Each line from the one containing "# record integer" through the end of the data below is to be output verbatim, with no lines added or left out.

Task data:
•••••

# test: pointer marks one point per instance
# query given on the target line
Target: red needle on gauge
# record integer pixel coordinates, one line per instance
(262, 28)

•••••

Result of this exercise:
# record integer pixel coordinates, one line per instance
(262, 28)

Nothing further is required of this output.